They were some of the most glorious days of my life.

This is the book that started it all. Although I have to say goodbye, I photographed the pages or photos that fascinated me the most.

For more information about volunteering at the Mystic Aquarium & Institute for Exploration, visit here: http://www.mysticaquarium.org/get-involved/volunteer

I’m not quite sure what it was about this picture that fascinated me, but when I played school I would trace these figures onto paper and make a “choose the correct answer” problem to try to memorize them.

The whale in the middle looked mean. I had a thing about mean-looking whale drawings for two reasons: the drawing on the cover of my father’s copy of Moby Dick, and the whale in Disney’s Pinocchio.

I did the same thing with the drawings on this page, and the two pages below this, that I did with the drawings about streamlining.

I won’t lie. I was only interested in this drawing because of the stunning combination of pink and orange. I traced this onto paper many times and colored it using the same markers and then hung it on my wall.

## DATA ENTRIES

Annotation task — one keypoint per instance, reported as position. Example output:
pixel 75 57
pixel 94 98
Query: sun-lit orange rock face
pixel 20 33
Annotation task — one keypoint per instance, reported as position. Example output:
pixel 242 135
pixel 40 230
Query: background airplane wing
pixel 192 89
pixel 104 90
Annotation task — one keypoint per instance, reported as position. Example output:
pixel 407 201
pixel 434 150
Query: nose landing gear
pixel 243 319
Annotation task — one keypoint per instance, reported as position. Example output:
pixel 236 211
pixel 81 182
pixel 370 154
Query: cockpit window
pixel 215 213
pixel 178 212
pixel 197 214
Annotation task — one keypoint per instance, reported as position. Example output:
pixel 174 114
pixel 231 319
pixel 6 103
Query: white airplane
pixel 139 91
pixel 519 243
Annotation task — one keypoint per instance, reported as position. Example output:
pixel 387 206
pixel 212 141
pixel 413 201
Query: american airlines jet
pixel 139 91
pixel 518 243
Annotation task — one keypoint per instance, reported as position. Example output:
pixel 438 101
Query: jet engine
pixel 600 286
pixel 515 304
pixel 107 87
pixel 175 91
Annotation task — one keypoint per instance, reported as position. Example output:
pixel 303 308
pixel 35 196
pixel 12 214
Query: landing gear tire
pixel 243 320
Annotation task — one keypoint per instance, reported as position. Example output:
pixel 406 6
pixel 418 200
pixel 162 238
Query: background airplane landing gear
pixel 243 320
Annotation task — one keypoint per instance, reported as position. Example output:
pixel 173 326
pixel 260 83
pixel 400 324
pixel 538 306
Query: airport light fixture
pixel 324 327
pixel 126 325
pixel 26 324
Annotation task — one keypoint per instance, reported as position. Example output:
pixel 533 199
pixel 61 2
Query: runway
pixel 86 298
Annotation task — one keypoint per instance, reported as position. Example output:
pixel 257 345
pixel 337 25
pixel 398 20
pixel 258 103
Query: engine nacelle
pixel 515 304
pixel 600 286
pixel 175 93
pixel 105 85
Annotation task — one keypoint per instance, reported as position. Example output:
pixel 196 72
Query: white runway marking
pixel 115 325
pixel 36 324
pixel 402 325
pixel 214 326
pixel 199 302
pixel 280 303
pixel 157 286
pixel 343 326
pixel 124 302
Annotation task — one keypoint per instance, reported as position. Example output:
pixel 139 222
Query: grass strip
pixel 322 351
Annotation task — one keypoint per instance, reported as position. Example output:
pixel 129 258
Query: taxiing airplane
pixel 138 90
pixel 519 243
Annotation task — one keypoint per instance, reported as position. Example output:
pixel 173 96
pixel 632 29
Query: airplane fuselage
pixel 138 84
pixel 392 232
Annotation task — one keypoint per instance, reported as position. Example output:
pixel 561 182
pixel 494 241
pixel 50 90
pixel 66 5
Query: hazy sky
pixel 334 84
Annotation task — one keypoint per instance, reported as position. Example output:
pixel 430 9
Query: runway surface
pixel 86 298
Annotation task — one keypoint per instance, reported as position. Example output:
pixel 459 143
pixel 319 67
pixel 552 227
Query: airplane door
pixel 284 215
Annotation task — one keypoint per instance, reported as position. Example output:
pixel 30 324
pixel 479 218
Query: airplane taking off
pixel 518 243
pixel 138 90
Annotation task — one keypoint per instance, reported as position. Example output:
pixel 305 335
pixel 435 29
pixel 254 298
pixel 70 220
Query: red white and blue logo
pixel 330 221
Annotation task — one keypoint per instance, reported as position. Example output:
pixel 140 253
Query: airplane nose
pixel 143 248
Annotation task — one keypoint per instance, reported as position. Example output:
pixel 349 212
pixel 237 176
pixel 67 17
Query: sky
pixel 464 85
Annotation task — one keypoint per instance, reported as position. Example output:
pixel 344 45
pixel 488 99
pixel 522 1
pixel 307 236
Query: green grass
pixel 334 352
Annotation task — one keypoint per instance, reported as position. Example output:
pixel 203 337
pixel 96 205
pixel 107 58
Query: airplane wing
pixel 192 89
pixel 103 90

## JOB
In the passage about the childhood book, rename "fascinated" to "captivated" and give the span from "They were some" up to and including "to memorize them." again. Rely only on the passage about the childhood book.

## ANSWER TO THE PROBLEM
They were some of the most glorious days of my life.

This is the book that started it all. Although I have to say goodbye, I photographed the pages or photos that captivated me the most.

For more information about volunteering at the Mystic Aquarium & Institute for Exploration, visit here: http://www.mysticaquarium.org/get-involved/volunteer

I’m not quite sure what it was about this picture that captivated me, but when I played school I would trace these figures onto paper and make a “choose the correct answer” problem to try to memorize them.